# TO BE DONE
1. Answer these questions from the Amainyi chieftaincy text:
(a) Which statutory provision is identified as the source of the idea of a rotatory system?
(b) Under that provision, where does the rotation of the chieftaincy stool start?
(c) How many wards make up the autonomous community?
2. Proceed with the Amainyi chieftaincy text, writing on from its last sentence.

AND WHEREAS this community has had chiefs of various ranks and titles and at various times and selected by various methods. The selection, appointment and presentation of a traditional ruler/chief, should rotate between Amainyi Ukwu/Amainyi Nla.

AND WHEREAS it has become necessary to have some record for future identification and selection of the traditional ruler and chief of this autonomous.”

It is not in dispute that the preamble in Exhibit A makes it plain that “the selection, appointment and presentation of a traditional ruler/chief should rotate between Amaiyi-Ukwu/Amaiyi-Nta”. It also appears to me that the idea of a rotatory system stems from the provision of section 3 (4) of Law (Edict) No. 22 of 1978 which provides that:

“Where a laid down procedure for the nomination selection or identification of a chief does not exist in an autonomous community, the chieftaincy stool among the component units shall rotate, starting from the most senior member community in traditional ranking.”

With the intention that the selection of a traditional ruler should rotate so clearly expressed in the preamble, one would expect the intention to be made manifest in the enacting pans of Exhibit A.

In apparent resolve to carry out their intention “the entire people of Amainyi Autonomous Community assembled” ruler and chief of Amainyi Autonomous Community is not heriditary”. The people so assembled then proceeded to proclaim thus by Articles 2 and 5 (c):

“2. Each of the twenty-seven wards that make up the autonomous community is equal in all respects to the others and therefore qualified to nominate a candidate along with the other wards for consideration for appointment as the Traditional Ruler and Chief of the Community if and when a vacancy occurs.

# DATA LINES
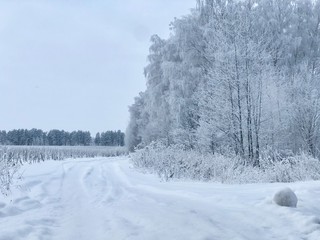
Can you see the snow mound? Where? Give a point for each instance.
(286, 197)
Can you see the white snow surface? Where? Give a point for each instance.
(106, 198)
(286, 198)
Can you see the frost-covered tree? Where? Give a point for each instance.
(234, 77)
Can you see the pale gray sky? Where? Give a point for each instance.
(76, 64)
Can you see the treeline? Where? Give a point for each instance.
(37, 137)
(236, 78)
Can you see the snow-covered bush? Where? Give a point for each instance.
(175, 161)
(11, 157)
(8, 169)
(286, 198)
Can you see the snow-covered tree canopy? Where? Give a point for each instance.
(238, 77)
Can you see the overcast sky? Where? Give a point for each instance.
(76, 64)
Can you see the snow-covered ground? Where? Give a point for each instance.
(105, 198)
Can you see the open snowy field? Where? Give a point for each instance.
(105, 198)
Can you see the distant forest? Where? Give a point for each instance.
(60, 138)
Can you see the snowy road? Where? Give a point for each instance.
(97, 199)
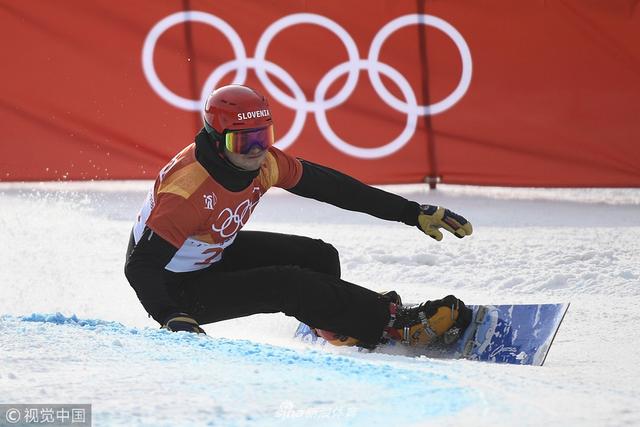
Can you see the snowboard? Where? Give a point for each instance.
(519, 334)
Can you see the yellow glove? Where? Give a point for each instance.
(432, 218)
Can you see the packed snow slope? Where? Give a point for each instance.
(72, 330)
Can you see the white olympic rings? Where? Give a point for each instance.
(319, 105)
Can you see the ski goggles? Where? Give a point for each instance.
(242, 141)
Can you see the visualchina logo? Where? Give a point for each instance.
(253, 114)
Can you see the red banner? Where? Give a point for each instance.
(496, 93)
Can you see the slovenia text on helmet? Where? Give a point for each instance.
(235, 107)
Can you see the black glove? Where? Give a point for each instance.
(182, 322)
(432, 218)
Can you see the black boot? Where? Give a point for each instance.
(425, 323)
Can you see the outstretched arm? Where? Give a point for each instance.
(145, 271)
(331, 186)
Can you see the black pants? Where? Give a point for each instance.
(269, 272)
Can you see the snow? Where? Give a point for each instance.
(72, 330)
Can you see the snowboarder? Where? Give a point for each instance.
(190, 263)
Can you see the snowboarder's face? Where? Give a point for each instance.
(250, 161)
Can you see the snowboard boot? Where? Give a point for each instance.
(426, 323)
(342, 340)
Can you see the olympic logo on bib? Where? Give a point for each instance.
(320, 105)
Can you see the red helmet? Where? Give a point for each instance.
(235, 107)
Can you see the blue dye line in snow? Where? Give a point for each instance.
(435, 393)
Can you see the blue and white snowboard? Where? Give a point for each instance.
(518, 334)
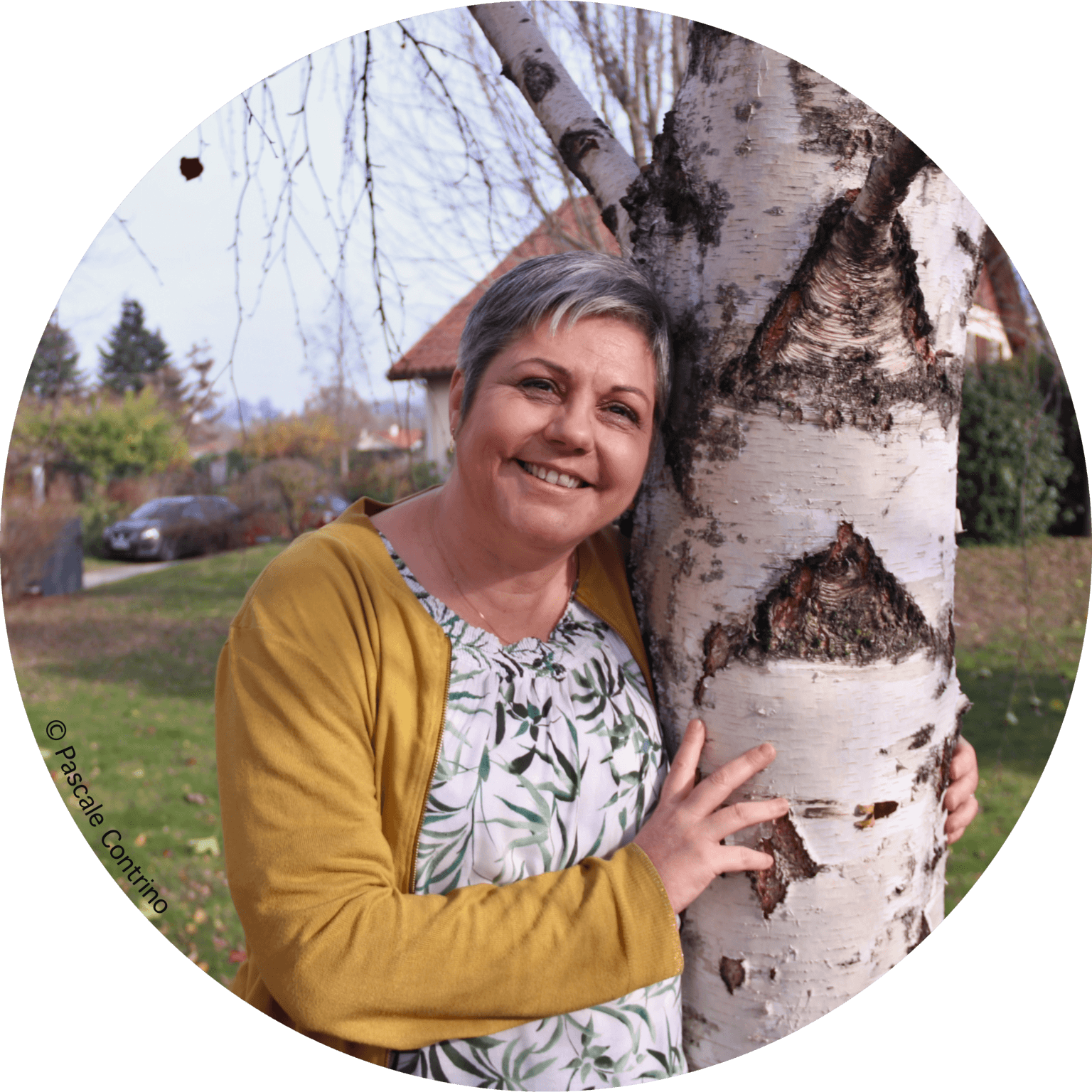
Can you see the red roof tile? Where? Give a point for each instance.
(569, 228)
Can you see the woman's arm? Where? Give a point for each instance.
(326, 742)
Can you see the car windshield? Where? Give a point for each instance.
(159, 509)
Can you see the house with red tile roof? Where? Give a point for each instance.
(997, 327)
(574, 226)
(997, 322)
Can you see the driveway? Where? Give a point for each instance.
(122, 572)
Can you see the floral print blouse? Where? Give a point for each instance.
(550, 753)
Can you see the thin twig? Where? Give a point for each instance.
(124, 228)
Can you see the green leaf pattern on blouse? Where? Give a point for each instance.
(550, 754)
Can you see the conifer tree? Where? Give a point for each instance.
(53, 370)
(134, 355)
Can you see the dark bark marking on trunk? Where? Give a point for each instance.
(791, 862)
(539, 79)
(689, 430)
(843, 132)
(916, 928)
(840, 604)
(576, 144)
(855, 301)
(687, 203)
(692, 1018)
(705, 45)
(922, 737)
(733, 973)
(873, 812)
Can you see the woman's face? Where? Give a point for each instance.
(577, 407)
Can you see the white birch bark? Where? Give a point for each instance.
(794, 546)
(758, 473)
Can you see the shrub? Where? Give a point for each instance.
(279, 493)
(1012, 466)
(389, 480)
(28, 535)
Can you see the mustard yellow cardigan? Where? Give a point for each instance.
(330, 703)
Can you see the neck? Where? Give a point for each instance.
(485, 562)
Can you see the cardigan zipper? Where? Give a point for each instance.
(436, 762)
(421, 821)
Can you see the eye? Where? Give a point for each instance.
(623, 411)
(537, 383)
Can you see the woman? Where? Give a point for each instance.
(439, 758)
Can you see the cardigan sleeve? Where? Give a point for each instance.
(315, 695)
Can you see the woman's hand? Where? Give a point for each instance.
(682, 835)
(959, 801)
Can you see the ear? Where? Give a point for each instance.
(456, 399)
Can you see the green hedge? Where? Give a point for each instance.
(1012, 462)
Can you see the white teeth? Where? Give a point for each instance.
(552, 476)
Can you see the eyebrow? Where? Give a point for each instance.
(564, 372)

==

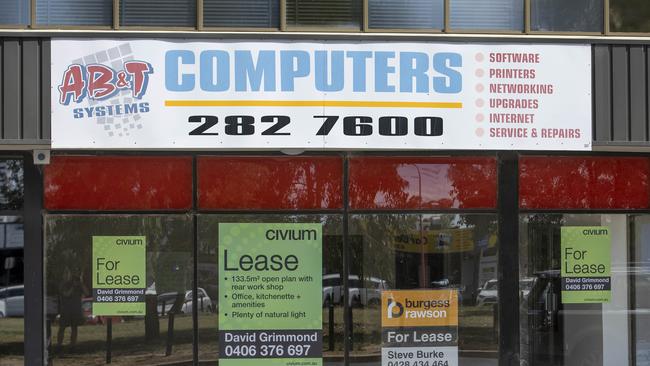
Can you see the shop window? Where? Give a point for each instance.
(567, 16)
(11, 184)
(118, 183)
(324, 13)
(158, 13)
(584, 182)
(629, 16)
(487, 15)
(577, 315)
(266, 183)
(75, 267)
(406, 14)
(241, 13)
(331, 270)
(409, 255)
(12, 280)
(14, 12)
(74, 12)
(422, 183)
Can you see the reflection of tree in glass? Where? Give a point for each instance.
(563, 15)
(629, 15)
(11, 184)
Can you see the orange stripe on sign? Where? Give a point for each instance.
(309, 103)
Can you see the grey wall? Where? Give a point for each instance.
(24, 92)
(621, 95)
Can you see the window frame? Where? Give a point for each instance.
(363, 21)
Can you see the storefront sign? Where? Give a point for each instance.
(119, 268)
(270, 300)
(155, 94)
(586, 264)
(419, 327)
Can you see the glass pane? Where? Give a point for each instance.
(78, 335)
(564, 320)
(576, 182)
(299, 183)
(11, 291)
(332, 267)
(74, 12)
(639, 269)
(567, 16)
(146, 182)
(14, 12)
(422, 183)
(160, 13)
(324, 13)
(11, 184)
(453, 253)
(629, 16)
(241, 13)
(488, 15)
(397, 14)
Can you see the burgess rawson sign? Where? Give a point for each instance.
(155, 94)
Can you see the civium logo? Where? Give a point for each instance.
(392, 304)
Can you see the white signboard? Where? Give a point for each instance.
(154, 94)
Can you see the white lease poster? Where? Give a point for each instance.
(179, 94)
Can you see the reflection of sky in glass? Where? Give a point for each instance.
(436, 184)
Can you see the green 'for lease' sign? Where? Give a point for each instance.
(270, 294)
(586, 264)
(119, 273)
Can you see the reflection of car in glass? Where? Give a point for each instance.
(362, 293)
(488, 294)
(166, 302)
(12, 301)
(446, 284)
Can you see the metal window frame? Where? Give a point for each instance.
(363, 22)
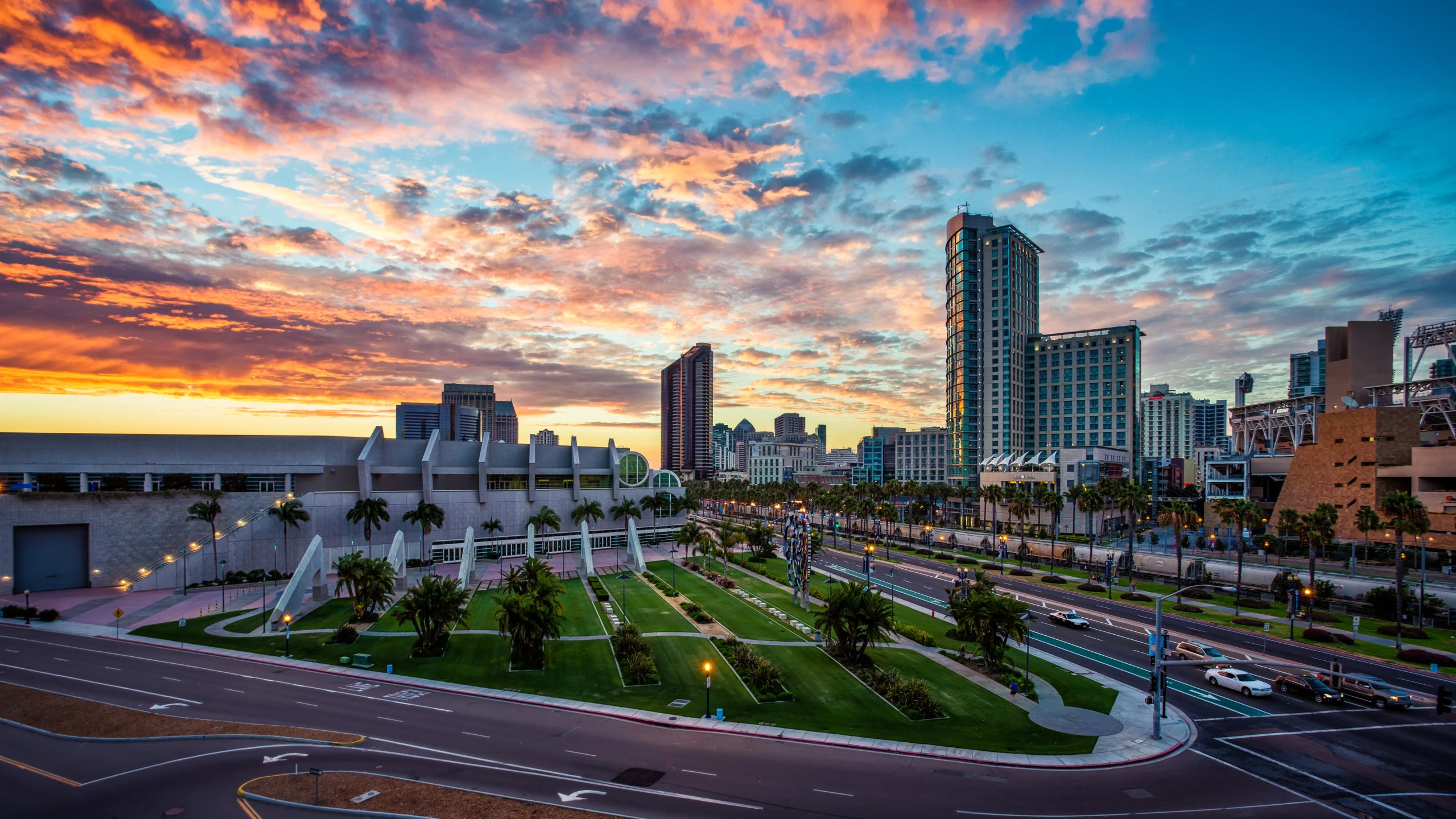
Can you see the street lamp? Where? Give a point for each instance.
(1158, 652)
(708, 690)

# RESULTS
1.
(a) Section 3 (4) of Law (Edict) No. 22 of 1978.
(b) It starts from the most senior member community in traditional ranking.
(c) Twenty-seven.

2.
5(c) In the events of a vacancy occurring either by death or otherwise, the twenty-seven member cabinet shall officially meet after three months to select a new Traditional Ruler and Chief from among all the candidates nominated by their wards or presenting themselves for selection.”

The effect of Articles 2 and 5(c) amounts to a clear departure from the rotatory system clearly expressed and apparently intended in the preamble, and demanded by the provision of section 3 (4) of Law No. 22 of 1978.

It is against this background one has to consider the effect of the complete change of front by those who assembled on 9th day of July 1978 to “adopt and ratify the following rules and regulations to safeguard our traditional and chieftaincy institutions.” The intention expressed in the preamble of Exhibit A is completely at variance with the relevant provisions of the Articles therein.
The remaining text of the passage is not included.